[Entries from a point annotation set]
══════════════════════════════
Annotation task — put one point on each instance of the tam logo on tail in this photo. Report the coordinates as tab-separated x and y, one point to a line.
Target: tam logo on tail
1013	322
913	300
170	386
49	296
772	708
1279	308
══════════════════════════════
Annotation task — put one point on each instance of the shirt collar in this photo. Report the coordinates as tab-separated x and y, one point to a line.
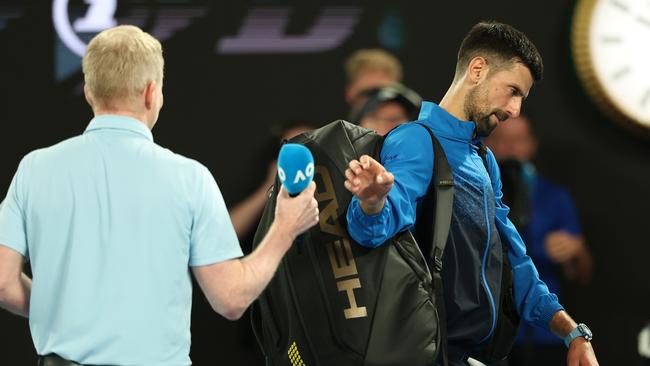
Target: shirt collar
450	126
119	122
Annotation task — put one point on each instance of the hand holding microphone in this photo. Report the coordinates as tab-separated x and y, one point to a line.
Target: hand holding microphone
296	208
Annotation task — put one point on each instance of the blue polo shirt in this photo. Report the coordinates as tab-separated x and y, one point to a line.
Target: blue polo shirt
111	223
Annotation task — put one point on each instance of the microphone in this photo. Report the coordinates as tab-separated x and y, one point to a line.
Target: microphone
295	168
══════════════════════════════
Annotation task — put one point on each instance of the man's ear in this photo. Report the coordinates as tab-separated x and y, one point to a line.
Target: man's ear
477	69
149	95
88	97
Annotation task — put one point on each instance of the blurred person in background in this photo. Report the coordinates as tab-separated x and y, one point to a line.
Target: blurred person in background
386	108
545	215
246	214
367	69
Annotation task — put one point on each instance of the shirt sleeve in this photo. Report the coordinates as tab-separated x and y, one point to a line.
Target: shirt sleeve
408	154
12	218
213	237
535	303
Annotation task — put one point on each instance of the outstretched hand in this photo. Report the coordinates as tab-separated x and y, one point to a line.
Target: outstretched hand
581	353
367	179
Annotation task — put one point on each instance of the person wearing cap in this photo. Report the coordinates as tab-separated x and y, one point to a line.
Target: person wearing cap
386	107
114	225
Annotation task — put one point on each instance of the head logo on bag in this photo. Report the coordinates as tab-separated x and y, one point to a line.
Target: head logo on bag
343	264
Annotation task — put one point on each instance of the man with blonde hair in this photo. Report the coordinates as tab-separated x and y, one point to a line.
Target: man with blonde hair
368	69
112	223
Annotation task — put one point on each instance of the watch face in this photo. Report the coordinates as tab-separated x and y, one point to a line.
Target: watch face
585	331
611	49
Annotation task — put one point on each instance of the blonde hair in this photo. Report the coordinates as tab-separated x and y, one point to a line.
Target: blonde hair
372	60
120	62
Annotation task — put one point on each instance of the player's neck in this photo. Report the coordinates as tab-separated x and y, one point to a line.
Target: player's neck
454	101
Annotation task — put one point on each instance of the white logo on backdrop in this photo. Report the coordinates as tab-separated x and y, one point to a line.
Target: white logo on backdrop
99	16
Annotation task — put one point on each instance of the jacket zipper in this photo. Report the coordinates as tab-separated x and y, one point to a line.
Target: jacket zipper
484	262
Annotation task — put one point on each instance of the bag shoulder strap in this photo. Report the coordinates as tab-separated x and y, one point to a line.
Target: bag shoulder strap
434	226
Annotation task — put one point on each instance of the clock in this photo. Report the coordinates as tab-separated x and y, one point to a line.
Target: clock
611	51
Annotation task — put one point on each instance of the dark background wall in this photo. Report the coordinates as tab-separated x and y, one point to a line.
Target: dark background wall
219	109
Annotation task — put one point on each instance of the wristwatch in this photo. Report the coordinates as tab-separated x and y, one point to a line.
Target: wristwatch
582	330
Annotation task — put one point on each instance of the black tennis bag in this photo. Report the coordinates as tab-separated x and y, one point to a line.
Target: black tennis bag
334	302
══════════════════════════════
## Task details
Report every line of the material above that contains the string "player", copying each line in full.

## Output of the task
Annotation task — put one point on each instance of the player's neck in this photo. Report the coordinates as tab-separated x and y, one point to a line.
Target: player's neck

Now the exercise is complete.